### PROVIDED MATERIAL
>> Start
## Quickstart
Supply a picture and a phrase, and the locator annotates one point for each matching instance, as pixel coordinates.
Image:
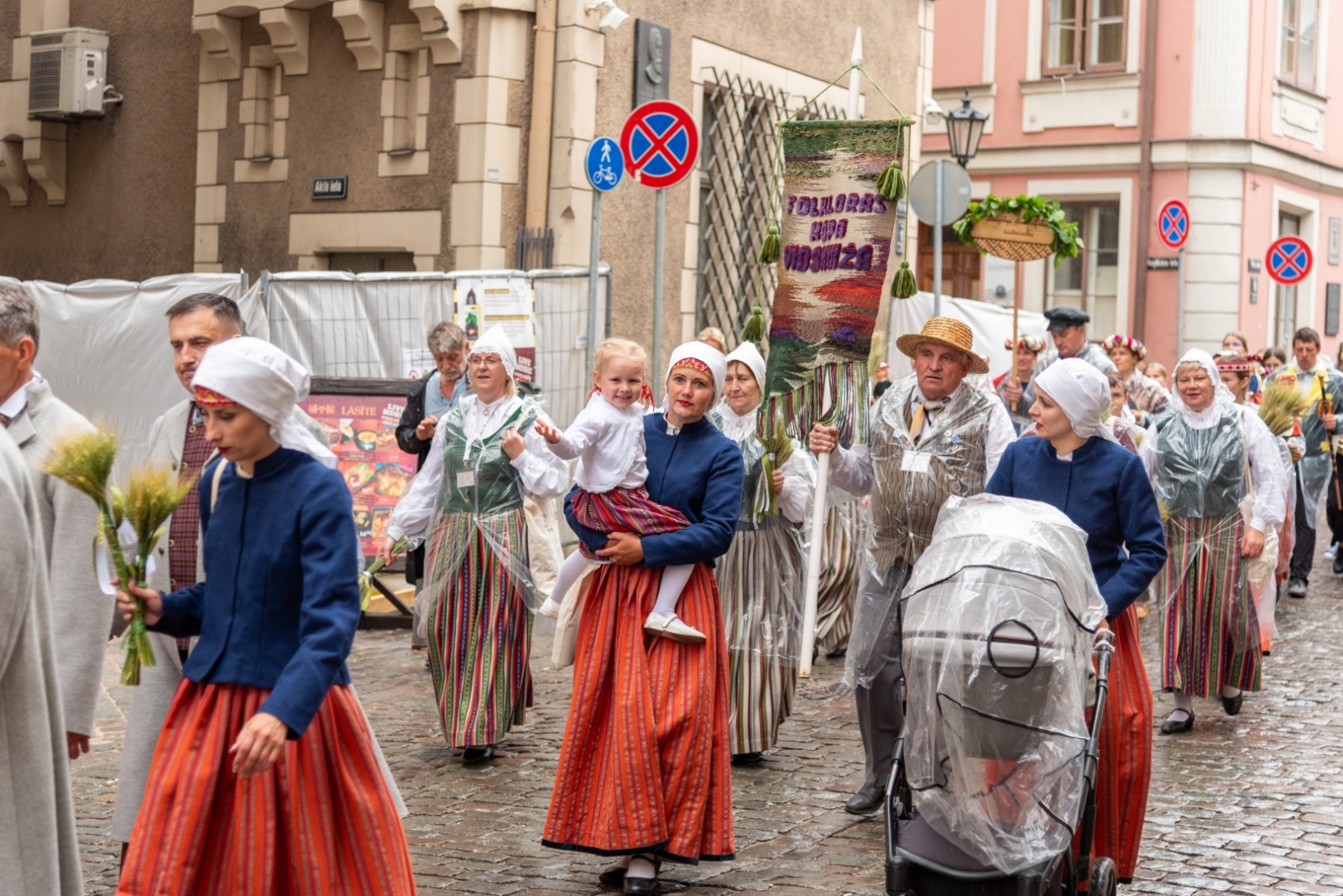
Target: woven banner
(836, 235)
>> End
### THE REQUEST
Reproduce every line of the records, requests included, but raise each pixel coordinate in the answers by 3 and leave the pictures out.

### SOLVED EXERCISE
## Quickstart
Supply a picture and a phrase, and the locator annotates one point for each matching instance, as pixel coordinates.
Image:
Target: woven banner
(839, 238)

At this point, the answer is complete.